## WORK REQUIRED:
Copy out exactly every line from the line containing "If you could mark the driveway" until the records below end, inclusive of both boundary lines.
/---
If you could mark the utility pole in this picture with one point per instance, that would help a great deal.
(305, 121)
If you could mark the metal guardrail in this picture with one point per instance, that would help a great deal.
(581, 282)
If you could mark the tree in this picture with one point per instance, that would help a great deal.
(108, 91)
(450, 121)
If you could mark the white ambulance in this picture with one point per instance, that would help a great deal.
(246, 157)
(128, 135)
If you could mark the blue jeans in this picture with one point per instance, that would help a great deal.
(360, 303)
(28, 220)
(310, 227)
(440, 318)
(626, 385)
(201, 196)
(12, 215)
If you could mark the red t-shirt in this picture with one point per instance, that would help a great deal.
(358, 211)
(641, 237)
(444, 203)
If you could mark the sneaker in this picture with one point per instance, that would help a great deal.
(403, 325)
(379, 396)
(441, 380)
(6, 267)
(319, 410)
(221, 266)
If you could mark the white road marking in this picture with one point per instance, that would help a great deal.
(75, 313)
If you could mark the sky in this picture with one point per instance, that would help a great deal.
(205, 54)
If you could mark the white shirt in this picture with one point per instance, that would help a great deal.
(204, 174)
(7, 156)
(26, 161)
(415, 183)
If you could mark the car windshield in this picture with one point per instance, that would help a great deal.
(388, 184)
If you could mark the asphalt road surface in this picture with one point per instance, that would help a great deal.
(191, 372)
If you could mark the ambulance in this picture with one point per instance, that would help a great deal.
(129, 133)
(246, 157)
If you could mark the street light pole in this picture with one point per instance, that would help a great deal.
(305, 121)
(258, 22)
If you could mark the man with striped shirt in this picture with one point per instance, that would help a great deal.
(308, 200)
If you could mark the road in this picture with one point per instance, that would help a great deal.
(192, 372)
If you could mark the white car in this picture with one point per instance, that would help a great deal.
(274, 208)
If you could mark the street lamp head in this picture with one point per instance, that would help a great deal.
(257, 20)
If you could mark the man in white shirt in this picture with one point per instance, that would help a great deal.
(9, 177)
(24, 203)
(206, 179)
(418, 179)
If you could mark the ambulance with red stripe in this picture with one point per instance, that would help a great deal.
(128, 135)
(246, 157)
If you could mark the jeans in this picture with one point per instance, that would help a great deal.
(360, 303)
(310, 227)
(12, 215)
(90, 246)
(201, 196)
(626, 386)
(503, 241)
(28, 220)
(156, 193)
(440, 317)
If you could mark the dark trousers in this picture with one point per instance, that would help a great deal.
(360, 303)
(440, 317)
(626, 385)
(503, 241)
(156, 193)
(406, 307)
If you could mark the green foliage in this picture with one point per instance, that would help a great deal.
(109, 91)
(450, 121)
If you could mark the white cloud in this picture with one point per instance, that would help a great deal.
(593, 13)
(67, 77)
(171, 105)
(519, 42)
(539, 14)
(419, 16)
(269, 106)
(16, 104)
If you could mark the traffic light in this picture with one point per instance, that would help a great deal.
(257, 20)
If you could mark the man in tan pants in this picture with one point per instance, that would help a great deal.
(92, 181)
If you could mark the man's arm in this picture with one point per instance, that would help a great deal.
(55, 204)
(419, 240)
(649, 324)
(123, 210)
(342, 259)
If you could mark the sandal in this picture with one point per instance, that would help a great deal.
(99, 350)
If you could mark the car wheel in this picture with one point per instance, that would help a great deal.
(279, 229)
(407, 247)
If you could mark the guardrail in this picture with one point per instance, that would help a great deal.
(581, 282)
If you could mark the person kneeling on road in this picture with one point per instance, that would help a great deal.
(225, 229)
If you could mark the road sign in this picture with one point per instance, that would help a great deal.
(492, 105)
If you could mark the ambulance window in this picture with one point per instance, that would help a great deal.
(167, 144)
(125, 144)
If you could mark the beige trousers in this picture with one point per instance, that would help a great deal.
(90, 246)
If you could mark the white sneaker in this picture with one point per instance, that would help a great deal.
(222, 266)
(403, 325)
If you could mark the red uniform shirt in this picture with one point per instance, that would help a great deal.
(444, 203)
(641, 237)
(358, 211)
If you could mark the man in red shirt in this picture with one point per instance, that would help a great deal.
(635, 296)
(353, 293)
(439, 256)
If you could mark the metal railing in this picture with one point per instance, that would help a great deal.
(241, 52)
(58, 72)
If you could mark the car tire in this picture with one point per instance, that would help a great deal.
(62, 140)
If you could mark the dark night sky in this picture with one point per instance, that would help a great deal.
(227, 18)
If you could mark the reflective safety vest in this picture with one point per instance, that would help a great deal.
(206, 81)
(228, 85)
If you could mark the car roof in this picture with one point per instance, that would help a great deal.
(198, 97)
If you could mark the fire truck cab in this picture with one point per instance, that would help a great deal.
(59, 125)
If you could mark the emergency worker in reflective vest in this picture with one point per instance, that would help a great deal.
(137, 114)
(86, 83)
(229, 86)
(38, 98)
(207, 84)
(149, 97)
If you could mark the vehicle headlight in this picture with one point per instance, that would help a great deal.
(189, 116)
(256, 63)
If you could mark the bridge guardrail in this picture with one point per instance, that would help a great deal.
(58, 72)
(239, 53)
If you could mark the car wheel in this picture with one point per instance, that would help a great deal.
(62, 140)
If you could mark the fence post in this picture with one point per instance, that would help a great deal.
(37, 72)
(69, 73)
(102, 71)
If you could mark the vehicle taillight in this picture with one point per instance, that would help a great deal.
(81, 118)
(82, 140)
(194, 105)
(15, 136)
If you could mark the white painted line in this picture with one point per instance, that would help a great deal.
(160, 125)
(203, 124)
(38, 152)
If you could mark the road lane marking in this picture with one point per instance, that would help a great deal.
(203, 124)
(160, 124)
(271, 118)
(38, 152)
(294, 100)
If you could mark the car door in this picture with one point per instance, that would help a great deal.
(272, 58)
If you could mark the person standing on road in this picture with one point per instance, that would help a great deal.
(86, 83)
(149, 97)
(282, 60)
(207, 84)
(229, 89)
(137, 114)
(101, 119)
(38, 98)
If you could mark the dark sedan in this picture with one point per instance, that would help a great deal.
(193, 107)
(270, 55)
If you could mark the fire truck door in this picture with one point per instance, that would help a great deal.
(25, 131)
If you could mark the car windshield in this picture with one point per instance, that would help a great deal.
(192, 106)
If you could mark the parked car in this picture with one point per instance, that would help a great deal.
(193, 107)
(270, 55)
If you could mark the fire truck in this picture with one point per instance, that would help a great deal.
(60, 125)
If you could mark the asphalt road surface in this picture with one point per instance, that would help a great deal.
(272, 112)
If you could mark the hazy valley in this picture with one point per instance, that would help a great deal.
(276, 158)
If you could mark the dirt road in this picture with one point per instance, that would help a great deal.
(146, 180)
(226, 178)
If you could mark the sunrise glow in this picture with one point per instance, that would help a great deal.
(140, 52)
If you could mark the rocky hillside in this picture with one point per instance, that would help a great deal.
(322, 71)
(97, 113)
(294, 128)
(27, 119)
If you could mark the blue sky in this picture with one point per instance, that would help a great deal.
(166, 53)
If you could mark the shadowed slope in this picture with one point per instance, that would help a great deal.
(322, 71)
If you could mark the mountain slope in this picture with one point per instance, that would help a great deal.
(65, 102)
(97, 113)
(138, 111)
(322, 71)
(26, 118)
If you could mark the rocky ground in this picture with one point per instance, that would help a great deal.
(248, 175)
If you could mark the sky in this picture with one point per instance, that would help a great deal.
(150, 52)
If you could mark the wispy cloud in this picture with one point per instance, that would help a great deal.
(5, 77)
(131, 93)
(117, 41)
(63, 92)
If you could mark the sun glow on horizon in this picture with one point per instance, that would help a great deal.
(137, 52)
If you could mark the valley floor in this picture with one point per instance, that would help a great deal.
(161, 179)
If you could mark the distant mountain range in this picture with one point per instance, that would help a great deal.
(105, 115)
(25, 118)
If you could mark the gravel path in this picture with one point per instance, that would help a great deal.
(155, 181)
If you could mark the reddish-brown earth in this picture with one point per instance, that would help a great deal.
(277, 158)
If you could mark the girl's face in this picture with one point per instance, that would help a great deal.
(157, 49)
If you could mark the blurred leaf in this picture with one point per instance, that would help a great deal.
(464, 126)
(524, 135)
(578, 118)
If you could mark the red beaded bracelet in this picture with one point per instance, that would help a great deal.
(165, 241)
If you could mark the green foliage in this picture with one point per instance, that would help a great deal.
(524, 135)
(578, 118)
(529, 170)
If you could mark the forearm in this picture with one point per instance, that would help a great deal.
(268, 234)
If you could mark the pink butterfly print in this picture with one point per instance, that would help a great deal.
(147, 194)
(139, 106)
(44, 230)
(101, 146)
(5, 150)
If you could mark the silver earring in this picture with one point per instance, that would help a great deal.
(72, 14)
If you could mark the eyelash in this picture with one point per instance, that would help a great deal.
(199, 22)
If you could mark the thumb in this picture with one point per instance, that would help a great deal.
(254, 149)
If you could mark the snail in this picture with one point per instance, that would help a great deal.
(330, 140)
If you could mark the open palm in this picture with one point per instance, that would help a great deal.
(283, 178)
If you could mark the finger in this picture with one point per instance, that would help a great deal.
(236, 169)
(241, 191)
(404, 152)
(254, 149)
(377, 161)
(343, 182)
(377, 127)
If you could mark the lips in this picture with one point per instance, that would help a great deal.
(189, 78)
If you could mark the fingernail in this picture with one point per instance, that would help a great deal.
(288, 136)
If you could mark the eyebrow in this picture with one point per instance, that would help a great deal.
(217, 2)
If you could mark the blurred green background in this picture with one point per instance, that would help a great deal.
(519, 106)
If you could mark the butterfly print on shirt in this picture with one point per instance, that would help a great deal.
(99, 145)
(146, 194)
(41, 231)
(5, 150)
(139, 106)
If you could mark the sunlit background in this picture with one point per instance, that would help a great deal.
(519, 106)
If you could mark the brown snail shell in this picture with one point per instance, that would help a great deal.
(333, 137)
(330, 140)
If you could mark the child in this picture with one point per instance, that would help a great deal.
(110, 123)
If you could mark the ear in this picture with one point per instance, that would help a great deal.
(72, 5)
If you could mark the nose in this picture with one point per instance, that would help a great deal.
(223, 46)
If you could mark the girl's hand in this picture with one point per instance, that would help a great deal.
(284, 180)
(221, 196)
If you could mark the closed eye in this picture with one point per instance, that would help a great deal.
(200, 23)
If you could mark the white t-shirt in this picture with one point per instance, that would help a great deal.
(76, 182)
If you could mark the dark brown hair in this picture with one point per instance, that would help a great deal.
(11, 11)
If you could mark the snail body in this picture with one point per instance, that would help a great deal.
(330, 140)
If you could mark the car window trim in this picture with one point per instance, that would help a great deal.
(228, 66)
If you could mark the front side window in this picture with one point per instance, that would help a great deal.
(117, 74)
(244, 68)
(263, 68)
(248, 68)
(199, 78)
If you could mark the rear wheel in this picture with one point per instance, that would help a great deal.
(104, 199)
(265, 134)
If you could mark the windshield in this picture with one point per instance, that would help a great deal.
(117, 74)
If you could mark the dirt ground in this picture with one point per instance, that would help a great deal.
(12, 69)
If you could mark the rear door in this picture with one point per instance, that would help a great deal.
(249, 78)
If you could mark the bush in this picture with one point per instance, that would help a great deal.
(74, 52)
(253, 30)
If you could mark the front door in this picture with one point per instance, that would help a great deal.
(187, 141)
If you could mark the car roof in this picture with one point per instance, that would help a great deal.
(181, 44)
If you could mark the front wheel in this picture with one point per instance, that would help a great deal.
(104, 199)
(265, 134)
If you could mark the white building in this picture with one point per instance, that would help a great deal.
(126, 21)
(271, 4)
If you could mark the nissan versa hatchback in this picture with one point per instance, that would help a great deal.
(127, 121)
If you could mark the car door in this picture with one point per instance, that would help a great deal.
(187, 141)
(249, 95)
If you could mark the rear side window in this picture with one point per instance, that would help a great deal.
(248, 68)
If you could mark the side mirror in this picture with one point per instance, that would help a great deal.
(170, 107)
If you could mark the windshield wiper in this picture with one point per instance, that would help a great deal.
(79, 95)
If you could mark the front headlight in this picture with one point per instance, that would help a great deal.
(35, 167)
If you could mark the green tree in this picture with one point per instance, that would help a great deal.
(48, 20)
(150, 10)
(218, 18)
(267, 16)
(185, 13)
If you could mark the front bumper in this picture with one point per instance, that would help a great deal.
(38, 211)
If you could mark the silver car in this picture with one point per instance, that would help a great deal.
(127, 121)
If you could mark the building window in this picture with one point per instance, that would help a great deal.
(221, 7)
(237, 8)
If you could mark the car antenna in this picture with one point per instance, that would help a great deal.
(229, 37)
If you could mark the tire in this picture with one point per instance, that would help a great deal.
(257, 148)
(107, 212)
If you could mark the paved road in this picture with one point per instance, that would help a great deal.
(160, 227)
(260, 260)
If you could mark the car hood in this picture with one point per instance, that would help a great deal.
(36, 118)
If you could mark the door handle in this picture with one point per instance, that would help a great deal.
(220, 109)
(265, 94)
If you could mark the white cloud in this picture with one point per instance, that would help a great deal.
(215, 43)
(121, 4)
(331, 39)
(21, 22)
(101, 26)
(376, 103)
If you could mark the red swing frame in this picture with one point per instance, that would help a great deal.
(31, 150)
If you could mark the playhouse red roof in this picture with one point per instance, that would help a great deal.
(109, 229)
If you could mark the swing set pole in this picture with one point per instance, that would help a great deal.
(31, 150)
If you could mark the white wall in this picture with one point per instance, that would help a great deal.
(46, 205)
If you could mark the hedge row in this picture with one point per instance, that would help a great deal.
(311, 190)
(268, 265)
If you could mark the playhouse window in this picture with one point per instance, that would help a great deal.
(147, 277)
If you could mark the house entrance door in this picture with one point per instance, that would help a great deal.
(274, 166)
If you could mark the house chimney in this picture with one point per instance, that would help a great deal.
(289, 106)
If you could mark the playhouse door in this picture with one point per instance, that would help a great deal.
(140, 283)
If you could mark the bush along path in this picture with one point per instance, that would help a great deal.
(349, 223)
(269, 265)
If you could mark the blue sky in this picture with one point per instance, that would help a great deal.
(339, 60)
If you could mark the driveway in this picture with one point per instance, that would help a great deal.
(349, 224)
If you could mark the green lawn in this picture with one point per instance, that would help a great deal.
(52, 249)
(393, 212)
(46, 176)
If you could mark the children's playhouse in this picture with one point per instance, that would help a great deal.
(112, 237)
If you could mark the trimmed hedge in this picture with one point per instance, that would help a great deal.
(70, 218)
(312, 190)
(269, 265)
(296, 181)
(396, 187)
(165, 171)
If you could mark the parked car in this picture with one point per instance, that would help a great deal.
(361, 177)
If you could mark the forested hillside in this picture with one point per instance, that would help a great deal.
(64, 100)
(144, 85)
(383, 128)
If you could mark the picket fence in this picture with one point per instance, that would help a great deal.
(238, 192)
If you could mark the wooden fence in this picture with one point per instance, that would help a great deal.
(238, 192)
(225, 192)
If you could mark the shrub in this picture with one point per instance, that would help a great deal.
\---
## OUTPUT FOR THIS TASK:
If you could mark the driveway in this picture with one point per instance, that would help a great deal.
(349, 224)
If you could mark the green lawn in this picture with one point per instance, that would help a great deal.
(52, 249)
(393, 212)
(46, 176)
If you could mark the children's playhouse in this picture with one point per instance, that would help a great deal.
(112, 237)
If you could mark the trimmed hedge in this picture with one point per instance, that would help a great deal.
(70, 218)
(312, 190)
(269, 265)
(296, 181)
(396, 187)
(165, 171)
If you could mark the parked car in this picture with one point per instance, that would help a great deal.
(361, 177)
If you could mark the forested hillside in this picture with one point per instance, that would help a great deal.
(64, 100)
(144, 85)
(383, 128)
If you could mark the picket fence in this picture with one point per instance, that would help a great deal.
(238, 192)
If you could mark the wooden fence in this picture with one point per instance, that would help a great deal.
(238, 192)
(225, 192)
If you could mark the shrub in this picture with one point per instance, that would help a great deal.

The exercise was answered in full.